start ROWS

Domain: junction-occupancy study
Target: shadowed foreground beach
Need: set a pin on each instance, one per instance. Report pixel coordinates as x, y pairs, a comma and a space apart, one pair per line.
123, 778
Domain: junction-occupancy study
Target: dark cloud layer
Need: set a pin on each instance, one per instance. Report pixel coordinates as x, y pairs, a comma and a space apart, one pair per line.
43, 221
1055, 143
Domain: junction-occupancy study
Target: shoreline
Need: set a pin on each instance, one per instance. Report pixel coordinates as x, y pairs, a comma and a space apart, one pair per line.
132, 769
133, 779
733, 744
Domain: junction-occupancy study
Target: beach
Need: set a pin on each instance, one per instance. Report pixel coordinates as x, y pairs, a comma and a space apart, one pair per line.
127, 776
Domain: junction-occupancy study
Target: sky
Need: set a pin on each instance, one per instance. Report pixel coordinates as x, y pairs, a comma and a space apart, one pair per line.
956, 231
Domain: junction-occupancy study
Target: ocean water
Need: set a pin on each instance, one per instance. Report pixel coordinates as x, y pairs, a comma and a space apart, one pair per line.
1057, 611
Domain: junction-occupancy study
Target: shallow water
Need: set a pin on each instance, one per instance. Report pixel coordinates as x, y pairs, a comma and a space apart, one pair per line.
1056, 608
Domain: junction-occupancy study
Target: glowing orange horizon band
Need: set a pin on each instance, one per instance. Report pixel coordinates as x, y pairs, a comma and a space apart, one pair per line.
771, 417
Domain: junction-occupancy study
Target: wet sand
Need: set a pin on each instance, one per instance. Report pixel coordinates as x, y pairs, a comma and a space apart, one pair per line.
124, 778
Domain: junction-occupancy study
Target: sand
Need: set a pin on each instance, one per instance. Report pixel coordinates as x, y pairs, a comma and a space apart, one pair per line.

end ROWS

Transcribe all lines as written.

Domain: junction-occupancy study
Target: shadowed foreground beach
Need: set a pin on each instance, one per instance. Report pixel coordinates as x, y pairs, a comma and a space apart, one pair per line.
123, 778
Domain: junction-occupancy study
Target: dark cloud layer
Need: set a pin on each instance, one per instance. Report pixel coordinates as x, y pairs, a comma and a space apart, one pair per line.
43, 221
1055, 143
Domain: junction-occupancy study
Target: shoreline
Need: set a pin on each instance, one per instance. Report pixel coordinates as x, y pairs, a comma and a space apart, one pair per line.
132, 769
133, 779
733, 744
Domain: junction-occupancy study
Target: beach
Need: set a pin on each instance, one per instance. Report pixel coordinates as x, y pairs, a comma and a space apart, one pair per line.
127, 776
Domain: junction-occupancy study
Target: sky
Need: set a pin on each instance, one per instance. Report pixel coordinates as x, y pairs, a comma and a space apart, one pair per line.
956, 231
Domain: junction-occupancy study
Target: ocean water
Need: set a pin on each instance, one per instance. Report pixel coordinates as x, y pairs, a comma and a space apart, one pair per line.
1057, 611
Domain: junction-occupancy study
Target: shallow water
Need: set a pin on each instance, one per instance. Report pixel coordinates as x, y pairs, a comma and a space apart, one pair per line.
1056, 608
Domain: junction-occupancy study
Target: glowing orange horizon band
Need: set a pin on each instance, one per instance. Report pixel coordinates as x, y pairs, a comma and a space apart, one pair per line.
771, 417
Domain: junction-occupancy study
Target: wet sand
Need: set a pin on each instance, one per instance. Report pixel coordinates as x, y pairs, a comma and a space apart, one pair per line.
124, 778
Domain: junction-occupancy study
Target: sand
Need: set a pin on each instance, one per instance. Report pixel coordinates as x, y pairs, a comma and a space apart, one pair per line.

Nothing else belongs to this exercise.